## [Work instructions]
In full and word for word, copy the records that follow.

___ Provided information

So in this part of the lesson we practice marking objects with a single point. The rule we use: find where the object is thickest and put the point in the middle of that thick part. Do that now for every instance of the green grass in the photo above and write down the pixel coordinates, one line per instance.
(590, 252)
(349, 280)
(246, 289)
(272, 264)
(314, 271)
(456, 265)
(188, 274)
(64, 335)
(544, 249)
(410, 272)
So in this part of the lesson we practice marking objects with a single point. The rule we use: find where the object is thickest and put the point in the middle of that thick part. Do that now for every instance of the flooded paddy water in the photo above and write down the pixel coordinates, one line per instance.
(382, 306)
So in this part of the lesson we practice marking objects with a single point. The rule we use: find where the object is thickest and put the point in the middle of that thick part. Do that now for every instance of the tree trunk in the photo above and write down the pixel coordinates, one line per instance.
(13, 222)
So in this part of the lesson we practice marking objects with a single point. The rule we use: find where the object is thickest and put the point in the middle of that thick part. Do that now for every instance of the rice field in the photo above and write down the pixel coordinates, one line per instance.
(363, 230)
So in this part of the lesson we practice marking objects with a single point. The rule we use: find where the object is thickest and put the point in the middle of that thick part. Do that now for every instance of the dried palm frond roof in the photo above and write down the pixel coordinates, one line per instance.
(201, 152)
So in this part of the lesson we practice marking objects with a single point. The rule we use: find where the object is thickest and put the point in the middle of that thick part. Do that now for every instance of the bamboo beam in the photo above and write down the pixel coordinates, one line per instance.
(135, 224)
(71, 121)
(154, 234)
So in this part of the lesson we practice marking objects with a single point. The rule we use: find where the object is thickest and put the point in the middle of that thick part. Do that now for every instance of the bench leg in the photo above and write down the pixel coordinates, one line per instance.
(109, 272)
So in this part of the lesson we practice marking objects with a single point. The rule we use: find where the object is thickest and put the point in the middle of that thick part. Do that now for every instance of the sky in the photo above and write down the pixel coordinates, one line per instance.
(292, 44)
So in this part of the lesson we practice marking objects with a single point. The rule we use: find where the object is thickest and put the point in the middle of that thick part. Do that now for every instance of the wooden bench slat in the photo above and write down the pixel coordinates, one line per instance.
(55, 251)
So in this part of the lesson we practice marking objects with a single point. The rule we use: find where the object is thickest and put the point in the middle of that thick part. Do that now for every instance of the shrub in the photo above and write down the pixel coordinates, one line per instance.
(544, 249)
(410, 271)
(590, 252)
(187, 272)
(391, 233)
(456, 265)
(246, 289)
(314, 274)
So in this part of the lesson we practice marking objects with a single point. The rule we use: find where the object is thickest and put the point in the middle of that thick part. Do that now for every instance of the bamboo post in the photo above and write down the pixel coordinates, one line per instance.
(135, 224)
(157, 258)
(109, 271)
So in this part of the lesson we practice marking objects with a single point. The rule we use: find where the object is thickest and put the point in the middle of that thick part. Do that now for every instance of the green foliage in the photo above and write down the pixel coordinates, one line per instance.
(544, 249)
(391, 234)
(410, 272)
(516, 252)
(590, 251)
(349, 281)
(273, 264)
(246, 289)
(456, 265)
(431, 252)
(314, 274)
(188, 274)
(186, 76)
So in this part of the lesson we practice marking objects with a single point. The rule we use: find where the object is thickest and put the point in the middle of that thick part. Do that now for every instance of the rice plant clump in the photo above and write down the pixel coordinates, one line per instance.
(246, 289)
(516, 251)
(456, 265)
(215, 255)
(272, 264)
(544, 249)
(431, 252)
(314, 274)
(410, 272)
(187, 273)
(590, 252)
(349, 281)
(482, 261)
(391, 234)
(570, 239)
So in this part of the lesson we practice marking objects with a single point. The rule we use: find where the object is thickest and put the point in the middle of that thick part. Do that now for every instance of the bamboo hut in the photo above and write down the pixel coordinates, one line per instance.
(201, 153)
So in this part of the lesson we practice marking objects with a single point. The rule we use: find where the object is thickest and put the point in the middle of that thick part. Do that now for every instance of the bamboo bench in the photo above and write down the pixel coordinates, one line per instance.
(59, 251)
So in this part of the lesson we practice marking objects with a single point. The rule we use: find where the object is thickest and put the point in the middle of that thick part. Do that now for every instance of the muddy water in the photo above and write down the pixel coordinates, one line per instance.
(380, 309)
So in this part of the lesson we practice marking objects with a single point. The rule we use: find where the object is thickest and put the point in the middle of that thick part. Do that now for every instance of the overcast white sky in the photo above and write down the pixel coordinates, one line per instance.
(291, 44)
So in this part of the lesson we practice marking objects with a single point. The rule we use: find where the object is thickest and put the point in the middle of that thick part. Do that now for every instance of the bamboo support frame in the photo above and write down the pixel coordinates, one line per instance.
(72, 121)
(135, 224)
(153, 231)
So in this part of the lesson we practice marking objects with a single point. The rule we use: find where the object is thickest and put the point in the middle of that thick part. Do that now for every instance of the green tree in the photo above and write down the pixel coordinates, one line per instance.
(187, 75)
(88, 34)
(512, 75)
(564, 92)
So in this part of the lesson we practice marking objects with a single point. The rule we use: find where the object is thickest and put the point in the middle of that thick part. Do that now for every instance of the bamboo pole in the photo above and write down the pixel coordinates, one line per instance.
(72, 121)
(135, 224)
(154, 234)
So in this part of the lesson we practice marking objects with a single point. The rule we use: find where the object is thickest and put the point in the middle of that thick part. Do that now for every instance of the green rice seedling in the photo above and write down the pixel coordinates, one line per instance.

______

## [Result of the exercise]
So in this part of the lesson we practice marking objects with a single point. The rule we use: find where the object is thickest and put the point in the middle of that thick part. Do that now for every instance of the green grass in the photo above and write down the pixel coordinates, one line per instance.
(590, 252)
(349, 280)
(246, 289)
(272, 264)
(314, 271)
(456, 265)
(188, 274)
(64, 335)
(544, 249)
(410, 272)
So in this part of the lesson we practice marking objects with a single point. The rule we use: find where the object is thickest and put the point in the middle of that thick part. Do that now for every instance of the flooded paddy water in the photo above and write down the pixel coordinates, one line per instance.
(382, 306)
So in this part of the lesson we practice marking objects with a single point. The rule we use: find where the object is thickest and put the point in the middle of that thick part. Do that now for every instance of the tree trunk in the photo above and write down the pixel coordinates, one line per instance.
(13, 222)
So in this part of the lesson we practice marking objects with a single point. The rule we use: find where the object is thickest and put the point in the middle of that thick part. Do that now for every instance of the rice field in the photo above and write down the pixel coordinates, one line per instance.
(363, 230)
So in this part of the lesson we practice marking objects with a single point. The rule we use: find where the object is thickest and put the point in the middle of that thick part. Do that now for every instance of the dried palm frond roof in the photo above and write down the pixel coordinates, one line per instance.
(201, 152)
So in this part of the lesson we practice marking objects with a single point. The rule we use: find where the object is thickest and put the point in the middle of that thick part. Do that now for every instance of the bamboo beam in the photo above and write down the pixel coordinates, one line per instance.
(135, 224)
(71, 121)
(154, 234)
So in this part of the lesson we practice marking objects with a single point. The rule we use: find where the object is thickest and put the point in the middle of that thick part. Do that now for every instance of the bench leg in the photo above and write down the pixel coordinates, one line per instance.
(109, 272)
So in this part of the lesson we practice marking objects with a single point. The rule we use: find where the object is thickest and put the point in the middle of that thick part. Do that now for every instance of the sky in the photo above and write down the pixel coordinates, one line per instance.
(292, 44)
So in this part of the lesson we practice marking objects with a single point. The rule we use: find where the object is thickest and put the point in the middle of that thick part. Do that now for every instance of the wooden bench slat in the photo above and write down the pixel coordinates, one line per instance.
(55, 251)
So in this part of the lesson we practice marking objects with a single point. The rule we use: find where the object is thickest and put the point in the middle of that thick part. Do that now for every instance of the shrub in the photo above and write down the pixel coordinates, one line per instance.
(544, 249)
(410, 271)
(590, 252)
(187, 272)
(391, 233)
(456, 265)
(246, 289)
(314, 274)
So in this part of the lesson we practice marking objects with a single point. The rule we use: find where the object is thickest and put the point in the middle of that thick part. Do that now for every instance of the bamboo post in the photo above and write down the pixel coordinates, one line per instance.
(135, 224)
(157, 258)
(109, 271)
So in this part of the lesson we practice marking objects with a single point. The rule we use: find where the object is thickest and put the point in the middle of that thick part. Do that now for every instance of the green foliage in the photo above and write down the pixel coordinates, one line per instance.
(544, 249)
(391, 234)
(410, 272)
(516, 252)
(590, 251)
(349, 281)
(273, 264)
(246, 289)
(456, 265)
(431, 252)
(314, 274)
(188, 274)
(186, 76)
So in this part of the lesson we practice marking objects with a single point. The rule we use: find where the object is thickest and put the point in the middle of that thick part. Do that now for every instance of the rice plant clump in the photo above and write down the pixel coordinates, one line per instance.
(246, 289)
(516, 251)
(456, 265)
(215, 255)
(272, 264)
(544, 249)
(431, 252)
(314, 274)
(410, 272)
(187, 273)
(590, 252)
(349, 281)
(482, 261)
(391, 234)
(570, 239)
So in this part of the lesson we practice marking objects with a single point. The rule we use: find where the object is thickest and put the point in the middle of that thick part. Do that now for every instance of the bamboo hut in the photo above and write down the pixel coordinates, one line per instance.
(201, 153)
So in this part of the lesson we practice marking objects with a single point. The rule we use: find where the object is thickest and put the point in the middle of that thick part. Do that now for every instance of the bamboo bench in the photo above and write down the pixel coordinates, one line per instance.
(59, 251)
So in this part of the lesson we practice marking objects with a single point. The rule we use: find where the object is thickest and put the point in the middle of that thick part. Do that now for every instance of the muddy water in the photo above and write down the pixel coordinates, one line per instance.
(380, 309)
So in this part of the lesson we practice marking objects with a single point. The rule we use: find where the object is thickest and put the point in the middle of that thick part. Do that now for every instance of the overcast white sky in the photo above and write down the pixel coordinates, one line per instance.
(291, 44)
So in this part of the lesson we practice marking objects with a single point. The rule we use: find where the object is thickest and put the point in the middle of that thick part. Do that now for every instance of the bamboo support frame in the photo above and write down the pixel coordinates, one line per instance.
(72, 121)
(135, 224)
(153, 231)
So in this part of the lesson we practice marking objects with a single point. The rule we use: find where the object is thickest and put the point in the middle of that thick part. Do that now for every instance of the green tree in the photo above and write down the pixel coordinates, one line per instance.
(187, 75)
(88, 34)
(512, 75)
(564, 92)
So in this part of the lesson we practice marking objects with a single point. The rule we use: find where the object is thickest and put the point in the middle of that thick part. Do that now for every instance of the bamboo pole in the photo above and write down the pixel coordinates, one line per instance.
(72, 121)
(135, 224)
(154, 234)
So in this part of the lesson we practice marking objects with a single point. The rule we use: find where the object is thickest and put the point in the middle of that thick part. Do that now for every instance of the green rice seedling in the photo above and write down the pixel coordinates, one line per instance.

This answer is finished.